**WHAT TO WORK ON**
Please copy every line below word for word, changing nothing.
:::
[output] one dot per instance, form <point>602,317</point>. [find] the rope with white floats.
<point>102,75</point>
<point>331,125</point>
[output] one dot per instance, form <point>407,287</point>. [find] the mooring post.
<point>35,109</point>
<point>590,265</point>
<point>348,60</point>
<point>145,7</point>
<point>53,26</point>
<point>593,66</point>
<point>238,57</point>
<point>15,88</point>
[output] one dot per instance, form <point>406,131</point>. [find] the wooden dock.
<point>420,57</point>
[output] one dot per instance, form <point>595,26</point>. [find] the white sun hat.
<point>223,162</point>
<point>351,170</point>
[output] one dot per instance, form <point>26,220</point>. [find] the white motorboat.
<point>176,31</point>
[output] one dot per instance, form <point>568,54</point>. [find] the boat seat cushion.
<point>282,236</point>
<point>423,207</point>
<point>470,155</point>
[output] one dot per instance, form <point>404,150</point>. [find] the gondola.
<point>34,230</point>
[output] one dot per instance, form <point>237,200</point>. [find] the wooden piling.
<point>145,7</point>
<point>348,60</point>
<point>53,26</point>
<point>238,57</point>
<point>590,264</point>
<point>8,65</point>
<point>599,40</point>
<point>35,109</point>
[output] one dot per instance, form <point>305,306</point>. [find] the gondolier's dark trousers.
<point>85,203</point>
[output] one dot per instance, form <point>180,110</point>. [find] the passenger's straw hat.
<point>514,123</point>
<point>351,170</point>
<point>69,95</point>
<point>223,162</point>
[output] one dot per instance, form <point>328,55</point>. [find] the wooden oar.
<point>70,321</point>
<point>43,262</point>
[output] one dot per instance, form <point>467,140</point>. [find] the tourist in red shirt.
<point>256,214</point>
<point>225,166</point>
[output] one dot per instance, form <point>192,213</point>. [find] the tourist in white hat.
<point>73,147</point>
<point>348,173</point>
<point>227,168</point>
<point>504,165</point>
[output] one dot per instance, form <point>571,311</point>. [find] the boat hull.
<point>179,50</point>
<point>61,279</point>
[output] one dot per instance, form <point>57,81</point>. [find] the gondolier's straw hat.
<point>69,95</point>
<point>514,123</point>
:::
**EXPECTED ANSWER**
[output] one dot per instance, form <point>602,317</point>. [find] the rope with white floats.
<point>102,75</point>
<point>331,125</point>
[output] one dot per instance, form <point>407,287</point>. [find] the mooring post.
<point>35,109</point>
<point>590,265</point>
<point>348,60</point>
<point>145,7</point>
<point>53,26</point>
<point>593,66</point>
<point>238,57</point>
<point>15,88</point>
[output] one dot per instance, form <point>406,131</point>. [find] the wooden dock.
<point>420,57</point>
[output] one dot per instance, form <point>595,26</point>. [find] the white sun hat.
<point>223,162</point>
<point>351,170</point>
[output] one dot per instance, form <point>26,220</point>. [find] the white motorboat.
<point>176,31</point>
[output] one dot per instance, form <point>568,54</point>. [find] the boat seat cushion.
<point>282,236</point>
<point>423,207</point>
<point>470,155</point>
[output] one dot per instance, form <point>404,150</point>. [find] the gondola.
<point>34,230</point>
[output] one dot per instance, form <point>237,200</point>. [find] the wooden piling.
<point>145,7</point>
<point>348,60</point>
<point>53,26</point>
<point>238,57</point>
<point>590,264</point>
<point>8,65</point>
<point>599,40</point>
<point>35,109</point>
[output] one dot per instance, form <point>305,306</point>. [find] the gondolier's dark trousers.
<point>85,203</point>
[output] one dot per instance, form <point>180,110</point>. [find] the passenger's straw hat.
<point>514,123</point>
<point>351,170</point>
<point>69,95</point>
<point>223,162</point>
[output] one dot per instance, form <point>328,55</point>. [find] the wooden oar.
<point>70,321</point>
<point>43,262</point>
[output] one dot per instance, form <point>467,140</point>. [find] the tourist in red shirt.
<point>256,214</point>
<point>225,166</point>
[output] one dot per instance, form <point>192,213</point>. [find] the tourist in white hat.
<point>73,147</point>
<point>348,173</point>
<point>227,168</point>
<point>504,165</point>
[output] one dot per instance, form <point>571,311</point>. [find] the boat hull.
<point>179,50</point>
<point>61,279</point>
[output] one dot per instance, form <point>57,81</point>. [find] the gondolier's straw hat.
<point>69,95</point>
<point>514,123</point>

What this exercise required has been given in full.